- _PAGE TEXT_:
┏━━
Formatted question description: https://leetcode.ca/all/245.html

Given an array of strings wordsDict and two strings that already exist in the array word1 and word2, return the shortest distance between the occurrence of these two words in the list.

Note that word1 and word2 may be the same. It is guaranteed that they represent two individual words in the list.

 

Example 1:

Input: wordsDict = ["practice", "makes", "perfect", "coding", "makes"], word1 = "makes", word2 = "coding"
Output: 1

Example 2:

Input: wordsDict = ["practice", "makes", "perfect", "coding", "makes"], word1 = "makes", word2 = "makes"
Output: 3

 

Constraints:

  • 1 <= wordsDict.length <= 105
  • 1 <= wordsDict[i].length <= 10
  • wordsDict[i] consists of lowercase English letters.
  • word1 and word2 are in wordsDict.

Algorithm

A condition is added here, that is, two words may be the same.

When word1 and word2 are equal, use p1 to save the result of p2, and p2 is assigned to the current position i, so that the result can be updated.

If word1 and word2 are not equal, the same logic is still valid.

Code

  • public class Shortest_Word_Distance_III {
    
        public static void main(String[] args) {
            Shortest_Word_Distance_III out = new Shortest_Word_Distance_III();
            Solution s = out.new Solution();
    
            // output: 2
            System.out.println(
                s.shortestWordDistance(new String[]{"makes", "practice", "makes", "perfect", "coding", "makes"}, "makes", "makes"));
        }
    
    
        public class Solution {
            public int shortestWordDistance(String[] words, String word1, String word2) {
                int posA = -1;
                int posB = -1;
                int minDistance = Integer.MAX_VALUE;
    
                for (int i = 0; i < words.length; i++) {
                    String word = words[i];
    
                    if (word.equals(word1)) {
                        posA = i;
                    } else if (word.equals(word2)) {
                        posB = i; // this is covering normal cases, word1 not same as word2
                    }
    
                    if (posA != -1 && posB != -1 && posA != posB) { // @note: update before reset posB
                        minDistance = Math.min(minDistance, Math.abs(posA - posB));
                    }
    
                    if (word1.equals(word2)) {
                        // always updating posA in above line, so after checking update posB
                        // so that, posB is always the most recent word's index
                        posB = posA;
                    }
                }
    
                return minDistance;
            }
        }
    }
    
    ############
    
    class Solution {
        public int shortestWordDistance(String[] wordsDict, String word1, String word2) {
            int ans = wordsDict.length;
            if (word1.equals(word2)) {
                for (int i = 0, j = -1; i < wordsDict.length; ++i) {
                    if (wordsDict[i].equals(word1)) {
                        if (j != -1) {
                            ans = Math.min(ans, i - j);
                        }
                        j = i;
                    }
                }
            } else {
                for (int k = 0, i = -1, j = -1; k < wordsDict.length; ++k) {
                    if (wordsDict[k].equals(word1)) {
                        i = k;
                    }
                    if (wordsDict[k].equals(word2)) {
                        j = k;
                    }
                    if (i != -1 && j != -1) {
                        ans = Math.min(ans, Math.abs(i - j));
                    }
                }
            }
            return ans;
        }
    }
    
  • class Solution {
    public:
        int shortestWordDistance(vector<string>& wordsDict, string word1, string word2) {
            int n = wordsDict.size();
            int ans = n;
            if (word1 == word2) {
                for (int i = 0, j = -1; i < n; ++i) {
                    if (wordsDict[i] == word1) {
                        if (j != -1) {
                            ans = min(ans, i - j);
                        }
                        j = i;
                    }
                }
            } else {
                for (int k = 0, i = -1, j = -1; k < n; ++k) {
                    if (wordsDict[k] == word1) {
                        i = k;
                    }
                    if (wordsDict[k] == word2) {
                        j = k;
                    }
                    if (i != -1 && j != -1) {
                        ans = min(ans, abs(i - j));
                    }
                }
            }
            return ans;
        }
    };
    
  • class Solution:
        def shortestWordDistance(self, wordsDict: List[str], word1: str, word2: str) -> int:
            ans = len(wordsDict)
┗━━
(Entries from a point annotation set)
┏━━
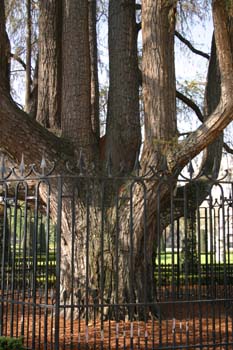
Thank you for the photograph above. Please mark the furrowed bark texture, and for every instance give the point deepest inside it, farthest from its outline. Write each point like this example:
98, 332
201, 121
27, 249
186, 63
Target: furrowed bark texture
49, 75
94, 69
76, 77
123, 123
158, 71
4, 50
28, 57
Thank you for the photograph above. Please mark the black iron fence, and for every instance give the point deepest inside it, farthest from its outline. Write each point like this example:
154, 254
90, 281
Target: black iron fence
116, 263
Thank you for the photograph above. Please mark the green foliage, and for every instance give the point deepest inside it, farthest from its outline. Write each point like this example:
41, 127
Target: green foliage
8, 343
189, 258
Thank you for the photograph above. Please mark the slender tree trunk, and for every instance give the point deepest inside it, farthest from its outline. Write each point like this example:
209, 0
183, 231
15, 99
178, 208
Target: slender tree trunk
28, 56
4, 50
94, 69
49, 75
123, 122
76, 78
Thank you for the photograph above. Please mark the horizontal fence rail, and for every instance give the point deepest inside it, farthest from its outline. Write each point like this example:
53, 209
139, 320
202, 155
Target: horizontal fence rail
90, 262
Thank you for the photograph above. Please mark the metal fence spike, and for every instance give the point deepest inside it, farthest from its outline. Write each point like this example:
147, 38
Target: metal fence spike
22, 166
2, 166
190, 169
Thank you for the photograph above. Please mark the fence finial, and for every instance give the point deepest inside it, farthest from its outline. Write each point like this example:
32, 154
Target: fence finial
2, 166
22, 166
190, 169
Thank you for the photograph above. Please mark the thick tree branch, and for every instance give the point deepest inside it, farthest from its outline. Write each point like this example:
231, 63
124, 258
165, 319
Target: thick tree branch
179, 156
190, 46
190, 103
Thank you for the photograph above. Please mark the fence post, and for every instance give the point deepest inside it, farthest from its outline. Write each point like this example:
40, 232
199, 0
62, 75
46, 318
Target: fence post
58, 261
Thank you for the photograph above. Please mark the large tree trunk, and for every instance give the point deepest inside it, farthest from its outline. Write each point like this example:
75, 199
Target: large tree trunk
76, 78
49, 75
108, 242
123, 122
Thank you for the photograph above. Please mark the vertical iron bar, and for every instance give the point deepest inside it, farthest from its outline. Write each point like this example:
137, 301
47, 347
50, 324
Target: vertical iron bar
3, 261
34, 252
13, 263
58, 261
87, 261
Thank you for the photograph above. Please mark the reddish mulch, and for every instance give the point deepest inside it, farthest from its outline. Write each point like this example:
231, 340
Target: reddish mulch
187, 324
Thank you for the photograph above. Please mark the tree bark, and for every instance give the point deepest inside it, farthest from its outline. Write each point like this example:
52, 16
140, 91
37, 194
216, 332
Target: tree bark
94, 69
4, 50
28, 57
76, 78
49, 74
123, 122
109, 237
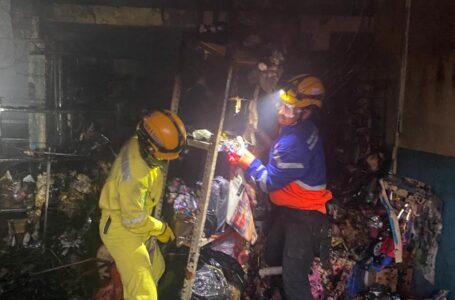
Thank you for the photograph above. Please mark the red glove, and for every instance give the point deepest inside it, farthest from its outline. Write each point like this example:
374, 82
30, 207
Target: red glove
243, 160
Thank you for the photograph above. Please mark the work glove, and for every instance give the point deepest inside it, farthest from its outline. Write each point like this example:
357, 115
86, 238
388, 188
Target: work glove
166, 234
239, 155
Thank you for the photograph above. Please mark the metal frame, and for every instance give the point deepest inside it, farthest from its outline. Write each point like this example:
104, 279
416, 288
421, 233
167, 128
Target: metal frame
209, 171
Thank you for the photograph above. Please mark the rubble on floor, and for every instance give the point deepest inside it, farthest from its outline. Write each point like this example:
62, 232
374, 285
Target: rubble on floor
60, 262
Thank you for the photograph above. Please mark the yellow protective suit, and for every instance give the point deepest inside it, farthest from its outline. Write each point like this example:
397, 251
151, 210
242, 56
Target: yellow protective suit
127, 199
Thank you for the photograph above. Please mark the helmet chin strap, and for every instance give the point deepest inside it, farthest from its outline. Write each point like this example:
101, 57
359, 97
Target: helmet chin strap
148, 157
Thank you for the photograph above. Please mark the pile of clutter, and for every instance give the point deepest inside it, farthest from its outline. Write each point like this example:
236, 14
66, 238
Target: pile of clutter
229, 230
29, 269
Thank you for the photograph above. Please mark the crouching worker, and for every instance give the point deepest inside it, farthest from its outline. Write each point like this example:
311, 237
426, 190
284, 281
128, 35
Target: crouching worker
127, 199
295, 180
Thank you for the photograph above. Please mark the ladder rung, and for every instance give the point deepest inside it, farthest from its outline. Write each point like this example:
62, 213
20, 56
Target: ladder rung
198, 144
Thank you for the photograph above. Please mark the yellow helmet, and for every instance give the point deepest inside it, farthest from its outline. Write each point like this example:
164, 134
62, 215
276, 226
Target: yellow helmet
302, 91
162, 134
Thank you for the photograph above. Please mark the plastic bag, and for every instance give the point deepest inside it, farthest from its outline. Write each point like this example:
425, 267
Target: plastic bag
217, 210
210, 284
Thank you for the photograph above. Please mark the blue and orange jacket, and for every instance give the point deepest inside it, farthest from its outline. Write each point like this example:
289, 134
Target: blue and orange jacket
295, 175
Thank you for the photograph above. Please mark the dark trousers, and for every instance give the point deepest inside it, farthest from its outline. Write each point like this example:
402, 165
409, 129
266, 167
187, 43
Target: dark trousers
295, 238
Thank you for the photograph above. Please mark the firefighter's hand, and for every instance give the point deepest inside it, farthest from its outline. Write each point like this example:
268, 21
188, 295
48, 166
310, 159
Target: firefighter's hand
166, 235
236, 148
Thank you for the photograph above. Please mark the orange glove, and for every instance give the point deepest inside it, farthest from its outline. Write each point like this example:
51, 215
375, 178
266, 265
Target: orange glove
240, 155
166, 235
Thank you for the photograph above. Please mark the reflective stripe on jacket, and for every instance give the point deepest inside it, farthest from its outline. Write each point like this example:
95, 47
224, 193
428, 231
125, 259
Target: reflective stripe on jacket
295, 175
132, 190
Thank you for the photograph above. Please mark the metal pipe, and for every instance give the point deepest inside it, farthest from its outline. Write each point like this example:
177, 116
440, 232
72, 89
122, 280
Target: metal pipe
52, 111
404, 67
46, 204
70, 265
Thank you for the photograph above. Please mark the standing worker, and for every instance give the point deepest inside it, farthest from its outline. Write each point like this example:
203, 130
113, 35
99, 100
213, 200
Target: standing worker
131, 191
295, 179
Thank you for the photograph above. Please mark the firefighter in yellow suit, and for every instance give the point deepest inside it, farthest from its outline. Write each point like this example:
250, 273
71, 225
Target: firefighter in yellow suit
127, 199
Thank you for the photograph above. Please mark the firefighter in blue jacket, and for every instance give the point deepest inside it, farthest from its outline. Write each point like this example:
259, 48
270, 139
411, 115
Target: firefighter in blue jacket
295, 180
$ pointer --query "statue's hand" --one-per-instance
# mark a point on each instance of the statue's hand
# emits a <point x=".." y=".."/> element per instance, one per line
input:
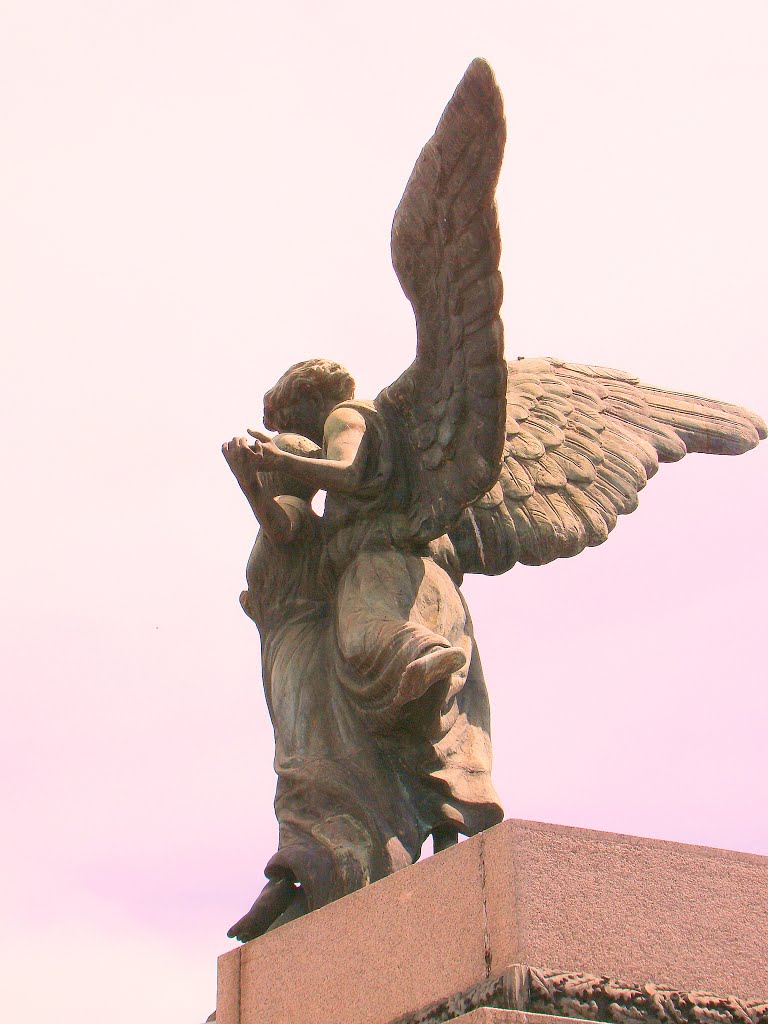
<point x="244" y="460"/>
<point x="271" y="457"/>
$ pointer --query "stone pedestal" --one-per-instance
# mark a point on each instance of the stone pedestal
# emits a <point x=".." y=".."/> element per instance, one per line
<point x="498" y="927"/>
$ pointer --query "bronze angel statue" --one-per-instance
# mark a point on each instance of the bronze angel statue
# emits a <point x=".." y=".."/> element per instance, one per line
<point x="464" y="464"/>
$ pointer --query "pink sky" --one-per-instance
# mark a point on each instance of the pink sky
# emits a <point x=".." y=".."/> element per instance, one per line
<point x="194" y="197"/>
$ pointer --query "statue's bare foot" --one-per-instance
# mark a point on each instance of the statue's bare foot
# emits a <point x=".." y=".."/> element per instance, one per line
<point x="272" y="901"/>
<point x="436" y="665"/>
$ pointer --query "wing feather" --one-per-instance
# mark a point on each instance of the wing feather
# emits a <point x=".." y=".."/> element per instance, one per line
<point x="582" y="442"/>
<point x="450" y="404"/>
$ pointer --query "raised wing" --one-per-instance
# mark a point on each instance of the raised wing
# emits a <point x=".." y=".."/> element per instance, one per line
<point x="582" y="441"/>
<point x="450" y="403"/>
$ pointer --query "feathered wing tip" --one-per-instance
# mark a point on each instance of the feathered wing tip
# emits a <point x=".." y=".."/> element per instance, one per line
<point x="680" y="423"/>
<point x="582" y="442"/>
<point x="450" y="403"/>
<point x="705" y="425"/>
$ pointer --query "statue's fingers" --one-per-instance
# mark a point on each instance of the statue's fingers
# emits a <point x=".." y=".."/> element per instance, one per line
<point x="259" y="435"/>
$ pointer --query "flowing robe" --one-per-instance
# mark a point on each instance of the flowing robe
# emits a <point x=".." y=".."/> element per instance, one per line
<point x="354" y="803"/>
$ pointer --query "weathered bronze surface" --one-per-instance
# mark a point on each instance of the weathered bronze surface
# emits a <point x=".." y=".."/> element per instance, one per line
<point x="465" y="464"/>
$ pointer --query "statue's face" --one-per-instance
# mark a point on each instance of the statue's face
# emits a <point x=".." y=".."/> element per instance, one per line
<point x="306" y="416"/>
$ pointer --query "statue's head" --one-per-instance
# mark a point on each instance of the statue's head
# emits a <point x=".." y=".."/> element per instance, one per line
<point x="304" y="396"/>
<point x="283" y="483"/>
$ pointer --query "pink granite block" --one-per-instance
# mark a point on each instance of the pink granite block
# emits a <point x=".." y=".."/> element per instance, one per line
<point x="227" y="988"/>
<point x="489" y="1015"/>
<point x="634" y="909"/>
<point x="375" y="954"/>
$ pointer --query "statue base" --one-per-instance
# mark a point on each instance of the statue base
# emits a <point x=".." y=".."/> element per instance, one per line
<point x="525" y="923"/>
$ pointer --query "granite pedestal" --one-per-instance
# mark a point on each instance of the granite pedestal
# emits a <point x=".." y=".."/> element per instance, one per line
<point x="513" y="919"/>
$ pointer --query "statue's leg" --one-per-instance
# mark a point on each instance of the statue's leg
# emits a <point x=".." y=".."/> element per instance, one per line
<point x="276" y="896"/>
<point x="443" y="837"/>
<point x="296" y="908"/>
<point x="392" y="610"/>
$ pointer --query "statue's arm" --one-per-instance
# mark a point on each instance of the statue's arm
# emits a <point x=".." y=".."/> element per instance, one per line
<point x="339" y="472"/>
<point x="279" y="522"/>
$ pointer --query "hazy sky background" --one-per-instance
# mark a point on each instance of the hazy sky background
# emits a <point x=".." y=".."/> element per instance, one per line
<point x="197" y="195"/>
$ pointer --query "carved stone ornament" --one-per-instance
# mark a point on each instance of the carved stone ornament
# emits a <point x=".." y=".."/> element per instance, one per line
<point x="586" y="997"/>
<point x="465" y="464"/>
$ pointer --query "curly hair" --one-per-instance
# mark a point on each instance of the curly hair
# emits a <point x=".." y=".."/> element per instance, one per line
<point x="304" y="389"/>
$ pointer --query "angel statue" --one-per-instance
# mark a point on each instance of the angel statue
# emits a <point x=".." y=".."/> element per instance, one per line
<point x="464" y="464"/>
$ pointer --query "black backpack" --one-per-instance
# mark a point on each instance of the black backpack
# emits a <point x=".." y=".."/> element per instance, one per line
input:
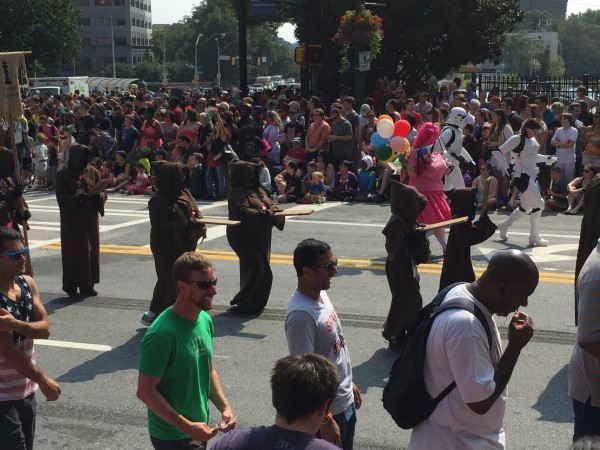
┗━━
In the shortest word distance page, copy the span beginning with "Given an array" and ending with "two words in the list." word for word.

Given an array of strings wordsDict and two strings that already exist in the array word1 and word2, return the shortest distance between the occurrence of these two words in the list.